* _What you will do_:
Answer these questions about the Fgf13 summary.
(a) What two words describe Fgf13 as a fibroblast growth factor in the opening sentence?
(b) In dorsal root ganglion neurons, which channel's function does Fgf13 selectively regulate?
(c) According to the closing paragraph, what are the mouse model findings providing for the diseases listed?

* _Selected passage_:
Fgf13, a non-canonical, non-secreted fibroblast growth factor, is involved in multiple biological processes. It interacts with microtubules and is associated with pathways related to calcium signaling, ion channel regulation, and immune-related functions. Genetic models, such as KO and CKO mouse models, have been crucial for studying its functions [1,2,6].

In heart failure models, Fgf13 deficiency alleviates cardiac dysfunction by improving abnormal calcium signaling through inhibiting increased microtubule stability [1]. In dorsal root ganglion neurons, conditional knockout of Fgf13 impairs scratching behaviors in acute and chronic itch models, as it selectively regulates TRPV1 function via microtubule-stabilizing effect [2]. In AML patients, low Fgf13 expression is related to prognosis, and overexpression in xenograft models inhibits AML cell growth [3]. In diabetic nephropathy, endothelial-specific deletion of Fgf13 alleviates damage by improving mitochondrial homeostasis [4]. Obesity-induced Fgf13 in adipose tissue impairs energy and glucose homeostasis [5]. Interneuron-targeted deletion of Fgf13 leads to seizures and affects K⁺ channel currents [6]. Stable Fgf13 depletion in triple-negative breast cancer cells restricts metastasis [7]. Loss of Fgf13 in mouse DRG neurons impairs histamine-induced scratching behavior [8]. Fgf13 up-regulation in cardiac hypertrophy has a deteriorating role, and its deficiency inhibits NF-κB activation [9]. Cardiac Fgf13 knockdown alleviates fibrosis by modulating microtubule stabilization and ROCK signaling pathway [10].

In conclusion, Fgf13 plays essential roles in various biological processes including calcium homeostasis, itch sensation, cancer development, metabolic regulation, and neuronal excitability. Gene knockout and conditional knockout mouse models have significantly contributed to understanding its functions in heart failure, leukemia, diabetic nephropathy, metabolic diseases, epilepsy, and breast cancer, providing potential therapeutic targets for these diseases.

* _Source data_:
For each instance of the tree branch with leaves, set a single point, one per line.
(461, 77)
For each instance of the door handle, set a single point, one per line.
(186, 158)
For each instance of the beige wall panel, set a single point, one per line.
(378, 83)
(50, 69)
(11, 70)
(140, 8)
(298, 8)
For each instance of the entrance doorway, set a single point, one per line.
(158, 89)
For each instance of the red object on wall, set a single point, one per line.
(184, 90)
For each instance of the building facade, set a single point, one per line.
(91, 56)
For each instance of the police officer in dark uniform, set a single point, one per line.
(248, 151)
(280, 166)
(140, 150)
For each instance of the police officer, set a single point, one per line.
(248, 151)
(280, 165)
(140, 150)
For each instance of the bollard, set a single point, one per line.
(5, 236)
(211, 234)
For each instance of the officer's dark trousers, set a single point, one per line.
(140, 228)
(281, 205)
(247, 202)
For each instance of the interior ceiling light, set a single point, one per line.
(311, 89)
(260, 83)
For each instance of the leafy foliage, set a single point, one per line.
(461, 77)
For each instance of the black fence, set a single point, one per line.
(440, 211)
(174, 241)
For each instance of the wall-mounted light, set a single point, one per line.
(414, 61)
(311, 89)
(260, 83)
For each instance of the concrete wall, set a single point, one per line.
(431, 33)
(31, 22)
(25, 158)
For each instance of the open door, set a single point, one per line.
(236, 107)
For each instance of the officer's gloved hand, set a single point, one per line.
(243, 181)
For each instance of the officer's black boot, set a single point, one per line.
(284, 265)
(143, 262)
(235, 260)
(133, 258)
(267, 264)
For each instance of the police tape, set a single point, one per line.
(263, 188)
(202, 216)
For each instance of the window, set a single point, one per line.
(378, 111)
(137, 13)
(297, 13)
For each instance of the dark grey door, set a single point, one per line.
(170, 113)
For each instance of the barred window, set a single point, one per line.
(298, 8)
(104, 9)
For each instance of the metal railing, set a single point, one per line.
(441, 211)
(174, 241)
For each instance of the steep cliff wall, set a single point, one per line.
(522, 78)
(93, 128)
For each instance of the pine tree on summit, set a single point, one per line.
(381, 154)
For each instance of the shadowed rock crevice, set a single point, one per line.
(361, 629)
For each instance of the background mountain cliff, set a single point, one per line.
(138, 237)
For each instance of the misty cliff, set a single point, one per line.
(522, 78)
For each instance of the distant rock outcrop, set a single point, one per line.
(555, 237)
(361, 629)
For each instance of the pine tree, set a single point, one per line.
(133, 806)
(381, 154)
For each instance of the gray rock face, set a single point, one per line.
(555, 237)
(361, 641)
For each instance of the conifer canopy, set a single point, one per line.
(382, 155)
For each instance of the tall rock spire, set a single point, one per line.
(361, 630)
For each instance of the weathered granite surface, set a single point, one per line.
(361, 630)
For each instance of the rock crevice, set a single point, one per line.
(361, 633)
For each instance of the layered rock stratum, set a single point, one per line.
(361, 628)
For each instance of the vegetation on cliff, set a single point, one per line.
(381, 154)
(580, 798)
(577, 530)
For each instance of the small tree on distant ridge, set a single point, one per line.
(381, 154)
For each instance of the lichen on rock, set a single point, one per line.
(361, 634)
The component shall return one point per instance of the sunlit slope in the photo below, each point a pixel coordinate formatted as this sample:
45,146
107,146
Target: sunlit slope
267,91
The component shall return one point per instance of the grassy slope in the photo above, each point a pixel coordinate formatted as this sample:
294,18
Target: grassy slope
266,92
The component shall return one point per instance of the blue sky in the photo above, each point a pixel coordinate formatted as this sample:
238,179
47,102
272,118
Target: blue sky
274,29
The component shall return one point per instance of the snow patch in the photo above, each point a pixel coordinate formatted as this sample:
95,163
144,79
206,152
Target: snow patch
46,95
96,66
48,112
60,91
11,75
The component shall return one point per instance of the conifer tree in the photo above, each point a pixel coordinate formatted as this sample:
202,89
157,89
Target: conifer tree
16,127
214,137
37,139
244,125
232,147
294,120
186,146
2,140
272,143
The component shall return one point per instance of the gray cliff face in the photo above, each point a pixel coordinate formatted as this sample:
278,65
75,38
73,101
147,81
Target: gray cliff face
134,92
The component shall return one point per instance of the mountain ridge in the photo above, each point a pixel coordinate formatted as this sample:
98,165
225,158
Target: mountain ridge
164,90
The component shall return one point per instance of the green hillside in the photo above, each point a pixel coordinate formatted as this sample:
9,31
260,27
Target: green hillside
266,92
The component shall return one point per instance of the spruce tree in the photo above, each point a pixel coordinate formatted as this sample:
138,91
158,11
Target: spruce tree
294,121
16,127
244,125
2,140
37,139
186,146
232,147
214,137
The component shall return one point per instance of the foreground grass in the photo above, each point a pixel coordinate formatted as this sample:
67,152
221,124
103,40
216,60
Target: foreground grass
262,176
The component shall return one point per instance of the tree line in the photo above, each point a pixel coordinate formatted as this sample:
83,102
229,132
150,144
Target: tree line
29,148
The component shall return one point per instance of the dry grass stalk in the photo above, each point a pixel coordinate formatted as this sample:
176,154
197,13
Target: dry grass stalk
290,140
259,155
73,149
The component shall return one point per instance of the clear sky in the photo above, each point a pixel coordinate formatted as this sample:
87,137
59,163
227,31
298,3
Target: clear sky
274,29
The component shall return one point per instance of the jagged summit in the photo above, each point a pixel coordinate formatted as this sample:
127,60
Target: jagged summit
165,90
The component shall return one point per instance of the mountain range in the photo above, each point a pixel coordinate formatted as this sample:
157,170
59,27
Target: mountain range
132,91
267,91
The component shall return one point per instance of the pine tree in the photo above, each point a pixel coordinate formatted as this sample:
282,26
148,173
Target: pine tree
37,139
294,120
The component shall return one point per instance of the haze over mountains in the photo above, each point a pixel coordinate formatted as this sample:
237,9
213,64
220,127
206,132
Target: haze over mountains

* _Solved problem_:
(a) Non-canonical and non-secreted.
(b) TRPV1.
(c) Potential therapeutic targets.